- **Requirement**: From the line containing "around the overcast" down to the last line of the records below, copy every line exactly. Leave out everything before it.

======

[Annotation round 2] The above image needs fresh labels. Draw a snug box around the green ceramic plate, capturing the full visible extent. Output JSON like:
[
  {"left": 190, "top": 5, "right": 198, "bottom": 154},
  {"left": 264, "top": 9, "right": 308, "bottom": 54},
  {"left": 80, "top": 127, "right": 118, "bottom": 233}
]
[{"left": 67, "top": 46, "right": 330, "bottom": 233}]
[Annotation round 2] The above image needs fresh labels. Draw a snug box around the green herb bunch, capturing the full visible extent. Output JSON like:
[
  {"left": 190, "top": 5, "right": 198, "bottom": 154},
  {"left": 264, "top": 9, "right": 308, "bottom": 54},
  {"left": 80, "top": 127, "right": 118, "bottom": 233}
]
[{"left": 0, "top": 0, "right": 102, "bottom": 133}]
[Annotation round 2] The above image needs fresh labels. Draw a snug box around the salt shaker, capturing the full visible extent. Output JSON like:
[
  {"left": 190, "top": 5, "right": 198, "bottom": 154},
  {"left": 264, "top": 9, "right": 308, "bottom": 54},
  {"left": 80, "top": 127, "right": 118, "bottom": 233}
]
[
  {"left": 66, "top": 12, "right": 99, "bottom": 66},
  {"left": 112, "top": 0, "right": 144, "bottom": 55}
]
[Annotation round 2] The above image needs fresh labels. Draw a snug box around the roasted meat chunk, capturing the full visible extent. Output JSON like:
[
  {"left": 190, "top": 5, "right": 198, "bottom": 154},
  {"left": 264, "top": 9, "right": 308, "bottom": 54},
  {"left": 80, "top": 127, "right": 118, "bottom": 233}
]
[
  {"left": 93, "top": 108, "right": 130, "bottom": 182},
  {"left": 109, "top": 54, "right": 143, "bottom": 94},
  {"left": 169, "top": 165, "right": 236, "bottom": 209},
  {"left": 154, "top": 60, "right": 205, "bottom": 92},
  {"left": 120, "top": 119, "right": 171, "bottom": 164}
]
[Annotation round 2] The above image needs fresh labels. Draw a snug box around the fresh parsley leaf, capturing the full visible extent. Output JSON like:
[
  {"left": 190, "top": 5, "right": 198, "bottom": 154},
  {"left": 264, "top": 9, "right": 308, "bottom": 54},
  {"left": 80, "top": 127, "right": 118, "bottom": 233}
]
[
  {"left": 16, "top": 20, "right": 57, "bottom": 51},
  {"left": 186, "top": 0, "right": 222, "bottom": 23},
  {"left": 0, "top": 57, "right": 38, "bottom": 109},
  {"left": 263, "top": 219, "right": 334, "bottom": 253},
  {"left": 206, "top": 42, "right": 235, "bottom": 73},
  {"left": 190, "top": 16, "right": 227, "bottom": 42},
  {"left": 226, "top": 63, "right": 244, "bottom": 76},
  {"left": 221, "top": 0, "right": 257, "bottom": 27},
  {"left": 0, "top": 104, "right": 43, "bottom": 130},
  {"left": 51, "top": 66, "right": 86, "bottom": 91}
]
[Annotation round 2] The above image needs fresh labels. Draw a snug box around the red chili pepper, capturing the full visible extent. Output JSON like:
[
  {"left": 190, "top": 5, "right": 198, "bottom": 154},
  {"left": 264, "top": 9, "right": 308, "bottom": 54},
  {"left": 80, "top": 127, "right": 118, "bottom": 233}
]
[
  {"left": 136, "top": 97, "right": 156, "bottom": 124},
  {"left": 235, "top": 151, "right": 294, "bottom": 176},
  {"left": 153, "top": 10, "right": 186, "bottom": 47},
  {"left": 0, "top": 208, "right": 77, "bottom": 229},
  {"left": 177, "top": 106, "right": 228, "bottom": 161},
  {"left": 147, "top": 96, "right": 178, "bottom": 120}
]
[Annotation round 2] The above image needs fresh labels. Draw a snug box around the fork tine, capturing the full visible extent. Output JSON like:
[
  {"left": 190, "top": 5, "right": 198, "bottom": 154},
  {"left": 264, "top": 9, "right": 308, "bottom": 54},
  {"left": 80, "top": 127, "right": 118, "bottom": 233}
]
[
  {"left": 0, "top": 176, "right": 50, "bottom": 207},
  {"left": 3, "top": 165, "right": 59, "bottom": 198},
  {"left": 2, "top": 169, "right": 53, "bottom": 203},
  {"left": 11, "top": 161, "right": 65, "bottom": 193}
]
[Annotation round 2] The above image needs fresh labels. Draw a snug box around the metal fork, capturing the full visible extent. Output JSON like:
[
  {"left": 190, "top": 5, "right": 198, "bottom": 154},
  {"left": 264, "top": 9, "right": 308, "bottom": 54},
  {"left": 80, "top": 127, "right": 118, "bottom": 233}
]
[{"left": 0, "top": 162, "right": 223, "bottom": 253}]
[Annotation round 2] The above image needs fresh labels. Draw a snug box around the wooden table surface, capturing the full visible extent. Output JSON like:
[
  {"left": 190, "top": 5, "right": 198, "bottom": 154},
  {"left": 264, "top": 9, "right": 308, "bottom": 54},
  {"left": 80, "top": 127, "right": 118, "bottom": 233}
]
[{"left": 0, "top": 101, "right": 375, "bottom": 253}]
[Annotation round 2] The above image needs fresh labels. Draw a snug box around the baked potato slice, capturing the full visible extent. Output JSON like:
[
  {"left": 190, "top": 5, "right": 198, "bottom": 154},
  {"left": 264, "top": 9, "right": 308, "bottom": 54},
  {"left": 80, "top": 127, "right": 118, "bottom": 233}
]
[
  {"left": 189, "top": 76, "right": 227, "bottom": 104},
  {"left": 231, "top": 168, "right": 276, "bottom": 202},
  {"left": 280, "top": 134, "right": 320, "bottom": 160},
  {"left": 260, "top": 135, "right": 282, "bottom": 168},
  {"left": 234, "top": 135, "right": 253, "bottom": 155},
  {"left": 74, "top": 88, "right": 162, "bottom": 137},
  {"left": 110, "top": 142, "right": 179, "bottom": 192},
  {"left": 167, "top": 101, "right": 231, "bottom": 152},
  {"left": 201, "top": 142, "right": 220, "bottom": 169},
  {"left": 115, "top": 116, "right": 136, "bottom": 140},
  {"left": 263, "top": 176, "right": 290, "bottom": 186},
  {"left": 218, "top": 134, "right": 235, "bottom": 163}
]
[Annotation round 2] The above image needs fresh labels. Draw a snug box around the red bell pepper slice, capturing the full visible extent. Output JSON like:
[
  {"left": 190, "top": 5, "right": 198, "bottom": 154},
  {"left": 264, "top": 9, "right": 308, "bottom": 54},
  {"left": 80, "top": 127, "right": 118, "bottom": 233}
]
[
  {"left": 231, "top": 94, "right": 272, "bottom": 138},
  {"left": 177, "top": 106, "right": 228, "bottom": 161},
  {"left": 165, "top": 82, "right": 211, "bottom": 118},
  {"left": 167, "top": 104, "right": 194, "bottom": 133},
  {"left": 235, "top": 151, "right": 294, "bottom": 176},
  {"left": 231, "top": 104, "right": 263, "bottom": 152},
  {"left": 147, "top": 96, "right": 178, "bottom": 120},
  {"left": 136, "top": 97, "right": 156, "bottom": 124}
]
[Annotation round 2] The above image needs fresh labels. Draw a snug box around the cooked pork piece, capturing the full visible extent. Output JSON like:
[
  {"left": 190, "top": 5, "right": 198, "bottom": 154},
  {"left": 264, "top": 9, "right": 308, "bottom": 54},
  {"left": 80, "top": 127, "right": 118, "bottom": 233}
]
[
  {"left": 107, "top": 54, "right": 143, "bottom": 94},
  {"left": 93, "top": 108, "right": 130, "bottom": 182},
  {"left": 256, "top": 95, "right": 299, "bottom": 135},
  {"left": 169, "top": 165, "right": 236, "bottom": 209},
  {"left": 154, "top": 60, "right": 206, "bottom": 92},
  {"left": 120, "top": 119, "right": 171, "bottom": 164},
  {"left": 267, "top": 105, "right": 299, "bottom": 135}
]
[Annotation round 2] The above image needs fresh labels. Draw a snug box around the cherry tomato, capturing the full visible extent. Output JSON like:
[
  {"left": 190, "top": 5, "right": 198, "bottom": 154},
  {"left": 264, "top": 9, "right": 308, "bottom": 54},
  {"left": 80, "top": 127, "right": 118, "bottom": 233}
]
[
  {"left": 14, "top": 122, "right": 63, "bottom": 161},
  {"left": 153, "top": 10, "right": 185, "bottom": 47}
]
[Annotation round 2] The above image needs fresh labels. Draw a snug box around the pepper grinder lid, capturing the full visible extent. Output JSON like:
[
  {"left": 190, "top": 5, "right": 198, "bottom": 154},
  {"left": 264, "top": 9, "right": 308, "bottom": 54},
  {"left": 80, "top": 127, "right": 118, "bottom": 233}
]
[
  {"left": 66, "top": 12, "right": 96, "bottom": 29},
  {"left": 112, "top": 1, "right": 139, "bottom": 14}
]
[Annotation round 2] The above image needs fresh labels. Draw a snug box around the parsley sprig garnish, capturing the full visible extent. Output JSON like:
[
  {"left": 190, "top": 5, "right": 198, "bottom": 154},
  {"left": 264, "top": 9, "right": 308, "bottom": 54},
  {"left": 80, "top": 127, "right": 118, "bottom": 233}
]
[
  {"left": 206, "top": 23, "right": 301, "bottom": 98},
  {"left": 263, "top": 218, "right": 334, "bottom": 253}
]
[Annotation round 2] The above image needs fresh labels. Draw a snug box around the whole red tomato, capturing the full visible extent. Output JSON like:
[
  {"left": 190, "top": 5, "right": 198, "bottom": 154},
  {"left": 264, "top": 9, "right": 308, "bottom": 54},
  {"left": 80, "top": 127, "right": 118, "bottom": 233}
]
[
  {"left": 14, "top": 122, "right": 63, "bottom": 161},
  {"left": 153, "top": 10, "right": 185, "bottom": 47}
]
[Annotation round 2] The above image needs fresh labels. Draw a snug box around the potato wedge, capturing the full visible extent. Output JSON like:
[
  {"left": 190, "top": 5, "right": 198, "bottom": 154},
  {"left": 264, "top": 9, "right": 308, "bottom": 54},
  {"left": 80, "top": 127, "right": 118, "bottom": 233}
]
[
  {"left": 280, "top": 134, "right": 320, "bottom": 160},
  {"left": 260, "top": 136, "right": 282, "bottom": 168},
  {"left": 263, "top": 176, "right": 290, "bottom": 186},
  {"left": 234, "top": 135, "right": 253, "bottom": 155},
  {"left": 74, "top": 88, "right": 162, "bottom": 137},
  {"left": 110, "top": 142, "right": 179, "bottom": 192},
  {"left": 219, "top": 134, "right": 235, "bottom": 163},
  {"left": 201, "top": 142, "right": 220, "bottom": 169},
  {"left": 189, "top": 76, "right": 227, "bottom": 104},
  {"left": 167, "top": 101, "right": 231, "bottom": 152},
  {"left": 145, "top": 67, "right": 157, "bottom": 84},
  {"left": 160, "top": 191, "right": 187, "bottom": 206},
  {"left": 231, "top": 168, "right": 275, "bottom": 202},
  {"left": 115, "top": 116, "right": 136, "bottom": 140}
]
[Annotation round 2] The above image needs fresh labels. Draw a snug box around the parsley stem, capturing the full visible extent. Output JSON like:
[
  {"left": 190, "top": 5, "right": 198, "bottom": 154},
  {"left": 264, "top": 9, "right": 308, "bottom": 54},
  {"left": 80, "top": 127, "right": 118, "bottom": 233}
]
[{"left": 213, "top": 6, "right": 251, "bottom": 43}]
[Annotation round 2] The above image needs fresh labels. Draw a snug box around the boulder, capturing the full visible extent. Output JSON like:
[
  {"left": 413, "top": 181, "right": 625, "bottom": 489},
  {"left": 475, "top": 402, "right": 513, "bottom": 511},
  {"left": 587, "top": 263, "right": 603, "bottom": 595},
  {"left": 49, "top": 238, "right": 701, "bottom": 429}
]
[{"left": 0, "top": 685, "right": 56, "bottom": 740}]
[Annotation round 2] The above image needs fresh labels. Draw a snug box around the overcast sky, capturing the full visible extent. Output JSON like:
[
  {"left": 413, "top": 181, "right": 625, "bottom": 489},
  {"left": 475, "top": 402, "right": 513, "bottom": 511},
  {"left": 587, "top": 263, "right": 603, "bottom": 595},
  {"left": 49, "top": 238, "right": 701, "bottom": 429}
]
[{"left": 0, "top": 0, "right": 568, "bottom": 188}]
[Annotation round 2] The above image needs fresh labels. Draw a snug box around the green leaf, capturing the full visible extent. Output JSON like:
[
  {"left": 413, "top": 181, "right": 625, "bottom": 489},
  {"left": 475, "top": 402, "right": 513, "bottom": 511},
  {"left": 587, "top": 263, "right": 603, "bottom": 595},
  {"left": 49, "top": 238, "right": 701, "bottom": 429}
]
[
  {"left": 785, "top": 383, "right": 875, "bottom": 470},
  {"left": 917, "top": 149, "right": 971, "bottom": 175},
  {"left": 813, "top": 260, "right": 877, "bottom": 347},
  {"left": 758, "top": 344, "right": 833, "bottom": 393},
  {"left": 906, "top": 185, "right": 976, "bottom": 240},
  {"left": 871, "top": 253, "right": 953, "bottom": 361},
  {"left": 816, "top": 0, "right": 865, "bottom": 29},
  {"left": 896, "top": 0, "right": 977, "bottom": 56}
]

======

- **Answer to the problem**:
[Annotation round 2] The above image needs fresh labels. Draw a snug box around the overcast sky, capturing the full visible extent. Output JSON like:
[
  {"left": 413, "top": 181, "right": 625, "bottom": 489},
  {"left": 475, "top": 402, "right": 513, "bottom": 511},
  {"left": 587, "top": 263, "right": 603, "bottom": 595},
  {"left": 49, "top": 238, "right": 701, "bottom": 429}
]
[{"left": 0, "top": 0, "right": 568, "bottom": 188}]
[Annotation round 2] The above image needs fresh labels. Draw a snug box around the green leaf, capturing the full visible extent. Output JSON like:
[
  {"left": 413, "top": 181, "right": 625, "bottom": 489},
  {"left": 475, "top": 402, "right": 513, "bottom": 511},
  {"left": 587, "top": 263, "right": 603, "bottom": 595},
  {"left": 49, "top": 238, "right": 701, "bottom": 429}
]
[
  {"left": 785, "top": 383, "right": 875, "bottom": 470},
  {"left": 917, "top": 149, "right": 971, "bottom": 175},
  {"left": 813, "top": 260, "right": 877, "bottom": 347},
  {"left": 758, "top": 344, "right": 833, "bottom": 393},
  {"left": 906, "top": 185, "right": 976, "bottom": 240},
  {"left": 871, "top": 253, "right": 953, "bottom": 361},
  {"left": 816, "top": 0, "right": 865, "bottom": 29},
  {"left": 896, "top": 0, "right": 977, "bottom": 56}
]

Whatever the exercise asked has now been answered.